GIVEN RECORDS:
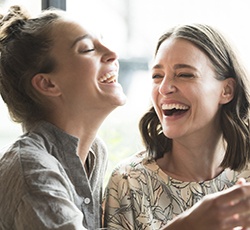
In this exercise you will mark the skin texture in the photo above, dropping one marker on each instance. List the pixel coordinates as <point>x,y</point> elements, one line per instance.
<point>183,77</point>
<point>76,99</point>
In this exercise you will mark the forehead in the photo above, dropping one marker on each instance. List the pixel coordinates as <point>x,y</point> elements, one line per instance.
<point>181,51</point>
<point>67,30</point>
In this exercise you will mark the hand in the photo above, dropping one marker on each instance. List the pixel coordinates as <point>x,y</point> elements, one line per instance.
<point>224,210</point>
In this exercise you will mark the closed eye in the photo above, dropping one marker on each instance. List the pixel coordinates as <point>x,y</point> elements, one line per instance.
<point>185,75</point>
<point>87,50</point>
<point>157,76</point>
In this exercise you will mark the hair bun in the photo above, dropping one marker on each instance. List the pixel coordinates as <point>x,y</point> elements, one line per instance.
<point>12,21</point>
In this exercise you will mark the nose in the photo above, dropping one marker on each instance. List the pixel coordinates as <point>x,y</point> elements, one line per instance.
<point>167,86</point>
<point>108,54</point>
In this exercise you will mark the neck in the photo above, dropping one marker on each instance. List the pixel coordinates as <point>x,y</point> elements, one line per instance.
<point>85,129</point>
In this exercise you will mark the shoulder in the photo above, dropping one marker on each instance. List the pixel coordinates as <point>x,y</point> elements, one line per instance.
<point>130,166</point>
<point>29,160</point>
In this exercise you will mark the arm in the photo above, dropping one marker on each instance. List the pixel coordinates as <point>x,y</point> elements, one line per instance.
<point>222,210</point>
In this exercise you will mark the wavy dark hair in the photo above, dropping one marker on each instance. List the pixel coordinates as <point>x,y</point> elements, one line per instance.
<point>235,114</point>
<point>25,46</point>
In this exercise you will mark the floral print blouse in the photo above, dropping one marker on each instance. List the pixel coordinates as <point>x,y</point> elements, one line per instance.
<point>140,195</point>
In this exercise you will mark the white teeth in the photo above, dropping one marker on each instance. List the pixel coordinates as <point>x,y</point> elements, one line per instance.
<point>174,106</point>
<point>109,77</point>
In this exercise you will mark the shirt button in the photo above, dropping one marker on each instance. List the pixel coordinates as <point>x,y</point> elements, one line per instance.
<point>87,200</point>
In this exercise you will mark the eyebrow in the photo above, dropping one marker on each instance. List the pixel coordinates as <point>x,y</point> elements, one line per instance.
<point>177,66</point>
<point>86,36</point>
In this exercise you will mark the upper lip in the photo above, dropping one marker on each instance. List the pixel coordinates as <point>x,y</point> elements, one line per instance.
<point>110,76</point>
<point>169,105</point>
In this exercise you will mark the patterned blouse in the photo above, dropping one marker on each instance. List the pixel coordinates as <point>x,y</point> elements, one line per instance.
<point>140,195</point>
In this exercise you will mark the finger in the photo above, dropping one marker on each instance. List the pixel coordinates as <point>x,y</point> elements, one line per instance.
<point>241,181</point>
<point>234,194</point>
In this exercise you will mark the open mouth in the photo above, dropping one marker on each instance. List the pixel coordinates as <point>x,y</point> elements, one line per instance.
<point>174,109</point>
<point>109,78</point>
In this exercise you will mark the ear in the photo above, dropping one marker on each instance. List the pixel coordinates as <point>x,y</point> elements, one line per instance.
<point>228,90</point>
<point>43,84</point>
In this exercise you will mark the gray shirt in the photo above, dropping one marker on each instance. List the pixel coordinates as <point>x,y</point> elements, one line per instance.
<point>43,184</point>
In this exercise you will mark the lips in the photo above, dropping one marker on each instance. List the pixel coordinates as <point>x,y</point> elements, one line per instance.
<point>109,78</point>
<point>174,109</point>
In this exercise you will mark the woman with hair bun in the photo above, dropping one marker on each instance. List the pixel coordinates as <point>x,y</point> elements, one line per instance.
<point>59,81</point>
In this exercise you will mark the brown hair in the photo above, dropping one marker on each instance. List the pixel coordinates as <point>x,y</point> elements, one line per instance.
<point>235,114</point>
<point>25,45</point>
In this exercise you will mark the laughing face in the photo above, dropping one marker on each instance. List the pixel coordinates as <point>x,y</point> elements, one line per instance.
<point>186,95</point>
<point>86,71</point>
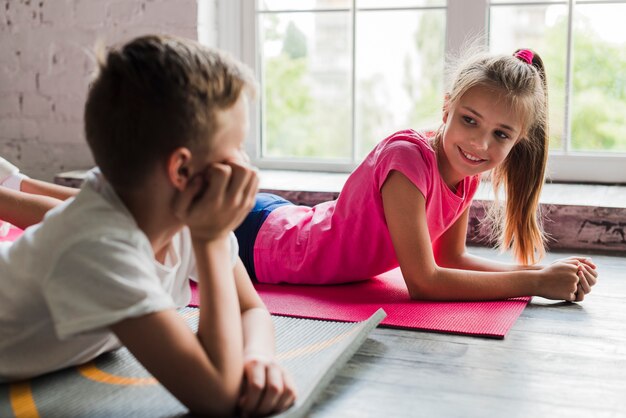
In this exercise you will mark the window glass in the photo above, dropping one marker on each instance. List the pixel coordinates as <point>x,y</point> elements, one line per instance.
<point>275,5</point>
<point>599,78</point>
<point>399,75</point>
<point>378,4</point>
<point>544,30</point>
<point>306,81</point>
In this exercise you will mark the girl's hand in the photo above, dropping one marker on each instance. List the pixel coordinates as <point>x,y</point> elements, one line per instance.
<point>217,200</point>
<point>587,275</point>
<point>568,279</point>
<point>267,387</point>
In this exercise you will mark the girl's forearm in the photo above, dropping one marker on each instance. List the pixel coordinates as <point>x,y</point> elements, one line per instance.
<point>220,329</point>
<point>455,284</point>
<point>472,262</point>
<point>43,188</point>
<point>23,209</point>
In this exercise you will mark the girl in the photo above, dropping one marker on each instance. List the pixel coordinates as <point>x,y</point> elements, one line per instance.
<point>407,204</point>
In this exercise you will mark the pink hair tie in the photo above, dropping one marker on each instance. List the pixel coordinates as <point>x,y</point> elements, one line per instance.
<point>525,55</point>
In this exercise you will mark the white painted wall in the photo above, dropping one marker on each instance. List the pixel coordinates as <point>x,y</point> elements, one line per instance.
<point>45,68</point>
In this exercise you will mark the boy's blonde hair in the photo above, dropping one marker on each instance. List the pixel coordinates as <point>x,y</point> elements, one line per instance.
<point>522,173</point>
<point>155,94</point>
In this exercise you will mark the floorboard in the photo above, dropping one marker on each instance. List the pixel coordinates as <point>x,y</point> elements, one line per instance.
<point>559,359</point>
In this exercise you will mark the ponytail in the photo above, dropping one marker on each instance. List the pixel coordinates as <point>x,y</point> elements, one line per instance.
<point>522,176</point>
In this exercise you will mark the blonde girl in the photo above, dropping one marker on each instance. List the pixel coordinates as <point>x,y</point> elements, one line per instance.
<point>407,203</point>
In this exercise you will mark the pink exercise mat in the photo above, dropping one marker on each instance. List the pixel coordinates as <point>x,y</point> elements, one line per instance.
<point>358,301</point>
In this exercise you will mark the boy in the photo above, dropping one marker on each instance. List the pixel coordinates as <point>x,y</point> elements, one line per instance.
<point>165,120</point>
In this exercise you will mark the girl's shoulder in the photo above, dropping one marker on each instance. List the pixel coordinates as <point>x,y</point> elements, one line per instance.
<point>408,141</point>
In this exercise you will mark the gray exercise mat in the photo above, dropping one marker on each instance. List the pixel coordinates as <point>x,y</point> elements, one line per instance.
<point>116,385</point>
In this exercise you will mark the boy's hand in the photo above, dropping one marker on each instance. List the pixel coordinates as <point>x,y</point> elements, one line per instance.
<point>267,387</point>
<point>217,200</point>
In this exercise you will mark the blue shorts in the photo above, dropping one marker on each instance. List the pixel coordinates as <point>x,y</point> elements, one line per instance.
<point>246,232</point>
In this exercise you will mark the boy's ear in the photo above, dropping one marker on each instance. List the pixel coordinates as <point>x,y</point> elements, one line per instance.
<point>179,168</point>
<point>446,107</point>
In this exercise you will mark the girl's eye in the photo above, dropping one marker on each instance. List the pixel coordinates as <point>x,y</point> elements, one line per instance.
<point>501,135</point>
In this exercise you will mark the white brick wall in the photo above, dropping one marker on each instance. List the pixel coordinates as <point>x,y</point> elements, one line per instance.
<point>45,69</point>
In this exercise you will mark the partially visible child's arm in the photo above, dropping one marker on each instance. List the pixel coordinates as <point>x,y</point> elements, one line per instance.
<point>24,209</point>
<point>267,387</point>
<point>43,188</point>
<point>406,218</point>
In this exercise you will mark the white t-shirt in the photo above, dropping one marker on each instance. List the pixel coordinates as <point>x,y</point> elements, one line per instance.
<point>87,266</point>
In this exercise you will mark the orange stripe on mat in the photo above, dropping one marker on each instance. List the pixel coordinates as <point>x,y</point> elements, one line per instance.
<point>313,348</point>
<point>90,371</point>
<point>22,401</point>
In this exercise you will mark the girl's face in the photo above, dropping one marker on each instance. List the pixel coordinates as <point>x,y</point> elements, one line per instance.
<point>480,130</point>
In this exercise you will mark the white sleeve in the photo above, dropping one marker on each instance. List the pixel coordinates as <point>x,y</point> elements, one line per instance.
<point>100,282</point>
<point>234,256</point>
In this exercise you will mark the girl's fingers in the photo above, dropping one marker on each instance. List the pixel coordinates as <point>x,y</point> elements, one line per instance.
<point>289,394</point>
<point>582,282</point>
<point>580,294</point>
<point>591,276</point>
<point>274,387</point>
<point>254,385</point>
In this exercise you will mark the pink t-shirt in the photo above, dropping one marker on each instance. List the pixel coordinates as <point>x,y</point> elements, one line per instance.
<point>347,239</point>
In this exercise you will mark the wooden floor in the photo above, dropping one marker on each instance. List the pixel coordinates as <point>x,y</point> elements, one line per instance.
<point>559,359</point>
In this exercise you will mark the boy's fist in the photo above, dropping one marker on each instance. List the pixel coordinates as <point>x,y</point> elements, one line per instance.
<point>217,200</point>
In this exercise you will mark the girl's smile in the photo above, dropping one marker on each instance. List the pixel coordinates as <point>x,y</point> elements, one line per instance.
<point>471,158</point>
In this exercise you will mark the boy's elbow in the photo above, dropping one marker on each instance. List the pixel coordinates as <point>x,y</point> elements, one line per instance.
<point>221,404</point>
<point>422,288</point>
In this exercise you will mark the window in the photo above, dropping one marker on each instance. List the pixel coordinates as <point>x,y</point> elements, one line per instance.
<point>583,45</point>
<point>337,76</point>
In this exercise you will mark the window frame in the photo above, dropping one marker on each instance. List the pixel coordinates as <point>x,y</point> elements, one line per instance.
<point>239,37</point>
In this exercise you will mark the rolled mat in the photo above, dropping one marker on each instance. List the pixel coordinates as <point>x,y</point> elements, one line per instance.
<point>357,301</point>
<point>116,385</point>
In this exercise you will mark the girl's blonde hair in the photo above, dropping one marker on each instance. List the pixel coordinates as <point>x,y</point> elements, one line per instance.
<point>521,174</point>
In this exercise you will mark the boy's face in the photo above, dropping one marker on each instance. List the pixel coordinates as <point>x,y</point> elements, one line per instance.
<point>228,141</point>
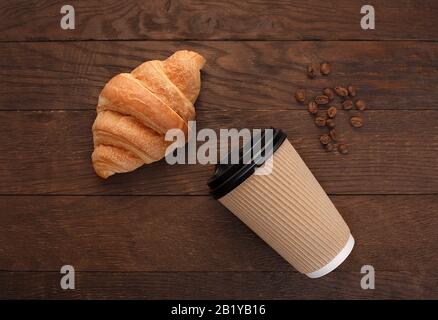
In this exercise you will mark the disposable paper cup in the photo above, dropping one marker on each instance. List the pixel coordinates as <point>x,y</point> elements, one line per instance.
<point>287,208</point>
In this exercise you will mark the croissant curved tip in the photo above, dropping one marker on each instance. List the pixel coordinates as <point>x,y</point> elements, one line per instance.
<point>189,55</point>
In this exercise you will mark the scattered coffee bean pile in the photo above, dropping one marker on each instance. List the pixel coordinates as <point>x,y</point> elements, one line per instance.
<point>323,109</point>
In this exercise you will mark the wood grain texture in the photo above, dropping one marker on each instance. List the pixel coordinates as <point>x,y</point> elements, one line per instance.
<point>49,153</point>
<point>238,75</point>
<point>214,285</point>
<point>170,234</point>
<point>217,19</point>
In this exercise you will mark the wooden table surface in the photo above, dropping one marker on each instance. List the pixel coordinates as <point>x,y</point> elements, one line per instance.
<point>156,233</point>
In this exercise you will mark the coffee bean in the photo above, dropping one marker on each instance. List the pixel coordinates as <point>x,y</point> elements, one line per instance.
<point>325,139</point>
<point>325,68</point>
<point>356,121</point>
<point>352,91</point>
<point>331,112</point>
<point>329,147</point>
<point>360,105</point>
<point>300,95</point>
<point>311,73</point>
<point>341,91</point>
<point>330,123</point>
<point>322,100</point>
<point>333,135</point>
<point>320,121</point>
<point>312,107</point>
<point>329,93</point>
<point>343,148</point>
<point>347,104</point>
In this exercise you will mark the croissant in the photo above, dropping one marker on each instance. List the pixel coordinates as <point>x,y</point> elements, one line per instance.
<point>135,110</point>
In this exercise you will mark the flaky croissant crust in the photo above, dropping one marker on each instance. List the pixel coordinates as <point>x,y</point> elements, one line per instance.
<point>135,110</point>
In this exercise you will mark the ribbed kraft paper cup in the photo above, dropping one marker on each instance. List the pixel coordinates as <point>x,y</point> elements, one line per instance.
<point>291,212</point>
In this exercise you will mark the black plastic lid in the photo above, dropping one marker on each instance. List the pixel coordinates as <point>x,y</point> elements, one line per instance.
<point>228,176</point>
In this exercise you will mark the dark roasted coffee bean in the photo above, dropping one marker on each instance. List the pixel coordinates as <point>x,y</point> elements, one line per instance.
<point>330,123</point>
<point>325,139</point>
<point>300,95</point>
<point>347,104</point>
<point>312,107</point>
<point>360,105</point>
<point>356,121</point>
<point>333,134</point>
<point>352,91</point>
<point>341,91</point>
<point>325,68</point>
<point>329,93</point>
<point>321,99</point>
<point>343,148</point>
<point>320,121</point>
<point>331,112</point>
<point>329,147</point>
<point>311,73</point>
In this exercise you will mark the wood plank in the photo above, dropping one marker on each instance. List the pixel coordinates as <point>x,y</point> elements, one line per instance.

SET EXERCISE: Print everything in the listing from the line containing "In this exercise you will mark the rolled" down to the line containing "<point>228,141</point>", both of those lines included, reproducing each line without change.

FINISHED ANSWER:
In this exercise you will mark the rolled mat in the photo above, dropping one marker on each instance. List the pixel coordinates as <point>x,y</point> elements, one line per instance.
<point>357,301</point>
<point>116,385</point>
In this exercise you will mark the girl's blonde hair in the photo above, dropping one marker on each instance. List the pixel coordinates as <point>x,y</point> elements, one line per instance.
<point>521,174</point>
In this exercise you will mark the boy's face in the photo above, dropping one marker on each instance. List the pixel coordinates as <point>x,y</point> elements, one line per instance.
<point>228,141</point>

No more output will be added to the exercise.